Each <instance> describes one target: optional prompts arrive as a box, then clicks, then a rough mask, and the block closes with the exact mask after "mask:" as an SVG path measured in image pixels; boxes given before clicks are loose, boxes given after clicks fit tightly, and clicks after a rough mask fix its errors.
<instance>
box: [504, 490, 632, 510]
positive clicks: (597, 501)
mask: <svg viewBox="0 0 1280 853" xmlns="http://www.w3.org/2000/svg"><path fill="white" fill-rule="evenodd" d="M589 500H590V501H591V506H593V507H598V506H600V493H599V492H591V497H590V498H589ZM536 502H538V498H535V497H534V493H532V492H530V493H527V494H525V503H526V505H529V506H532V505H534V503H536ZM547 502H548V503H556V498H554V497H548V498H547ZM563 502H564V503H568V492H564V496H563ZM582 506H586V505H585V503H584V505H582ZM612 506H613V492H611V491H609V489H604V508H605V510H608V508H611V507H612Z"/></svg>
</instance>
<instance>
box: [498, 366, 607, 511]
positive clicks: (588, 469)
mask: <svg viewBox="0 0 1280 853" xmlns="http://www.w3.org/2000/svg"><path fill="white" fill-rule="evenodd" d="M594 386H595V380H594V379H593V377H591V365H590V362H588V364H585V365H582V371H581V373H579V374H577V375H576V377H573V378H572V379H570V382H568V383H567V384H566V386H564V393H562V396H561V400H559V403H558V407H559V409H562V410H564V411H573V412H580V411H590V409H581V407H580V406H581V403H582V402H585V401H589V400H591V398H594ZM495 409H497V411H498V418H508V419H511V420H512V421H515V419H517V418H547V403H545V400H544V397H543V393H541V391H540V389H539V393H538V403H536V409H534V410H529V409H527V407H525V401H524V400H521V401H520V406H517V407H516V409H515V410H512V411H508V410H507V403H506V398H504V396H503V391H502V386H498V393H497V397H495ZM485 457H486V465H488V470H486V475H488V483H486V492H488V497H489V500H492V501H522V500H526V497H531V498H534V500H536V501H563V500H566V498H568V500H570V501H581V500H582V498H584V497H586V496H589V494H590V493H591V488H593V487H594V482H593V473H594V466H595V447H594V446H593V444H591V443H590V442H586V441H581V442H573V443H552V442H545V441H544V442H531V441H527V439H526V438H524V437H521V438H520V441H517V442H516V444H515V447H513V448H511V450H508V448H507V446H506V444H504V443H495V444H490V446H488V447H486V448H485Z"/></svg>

****************************************

Please show every line above that includes the word "instance".

Each <instance> describes one target: optional prompts arrive as a box, then clicks, then a rough mask, and the block closes with the exact mask after "mask:" as an SVG path measured in image pixels; boxes given before clicks are loose, boxes given after clicks fit tightly, and clicks after a rough mask fix its errors.
<instance>
</instance>
<instance>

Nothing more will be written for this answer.